> **Instructions**:
• 1. In the forum post below about glider training and wind shear, translate this sentence into Spanish: "Have to retain aircraft energy for sudden changes in the surrounding air."
• 2. Pick up the forum post about glider training and wind shear where it ends and write what comes next.

> **Text segment**:

══════════════════════════════

Turbo, reading that makes me think everyone should start in gliders. It’s always engine out landings and if we came in under 60kn we’d get a going over from the CFI. Have to retain aircraft energy for sudden changes in the surrounding air. I think particularly so in Phoenix where I was flying with all that sun energy changing conditions throughout the day.

 

I’ve pasted in below your comments re wind shear. Expect I’ll get mine one day and I need to add full power in sudden drop to muscle memory. I’ll look up the rec flier thread on wind shear. I’d rather learn it here than during the event. I expect you’re dropping in the parcel of air with the sight picture changing and a desire to pull up to retain the original horizon and you’d either hold steady elevator or nose down slightly same as a glider in descending air. 
 

CFI yelling you’ve killed us. I’ve been there. Permanently burned in image of us skimming the mangroves as we didn’t do the impossible turn and prepared a landing in the black mud. Invaluable!

══════════════════════════════

> **Dataset excerpts**:

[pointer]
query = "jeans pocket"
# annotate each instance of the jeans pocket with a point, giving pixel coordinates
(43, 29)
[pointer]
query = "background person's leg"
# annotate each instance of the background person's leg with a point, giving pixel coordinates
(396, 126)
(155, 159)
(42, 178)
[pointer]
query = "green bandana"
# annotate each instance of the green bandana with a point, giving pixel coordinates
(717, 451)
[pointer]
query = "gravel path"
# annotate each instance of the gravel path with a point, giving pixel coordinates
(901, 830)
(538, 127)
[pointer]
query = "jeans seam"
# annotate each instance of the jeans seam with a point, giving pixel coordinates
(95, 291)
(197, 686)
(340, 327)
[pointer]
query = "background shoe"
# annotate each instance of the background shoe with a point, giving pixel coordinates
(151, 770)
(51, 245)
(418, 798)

══════════════════════════════

> **Answers below**:
• 1. Hay que conservar la energía de la aeronave ante cambios repentinos en el aire circundante.

• 2.
However, the biggest factor that makes engine out landing practice deadly is wind shear. If you've experienced it you'll know exactly what I'm about to say; if you haven't, you'll have many different thoughts on your mind right now including what exactly wind shear is (we have a thread on this from about ten years ago covering the span of these thoughts.

 

Over many years I've experienced two, both times with instructors on board, both on late final.

 

In the first one, I adjusted throttle when I noticed the initial sink, and the Instructor slammed on full throttle as we started to drop like a rock. Left alone, even after years of flying, I would have killed us, but through his action we overcame the shear and cleared the ground.

 

On the second one I slammed on full throttle as I felt the drop.....and beat the Instructor, the top gun who was yelling "we're gonna die" in the forced landing I mentioned before. Nothing like past experience.

 

If you give away this redundancy by practicing engine-out landings, you'd most likely be dead in either of those cases.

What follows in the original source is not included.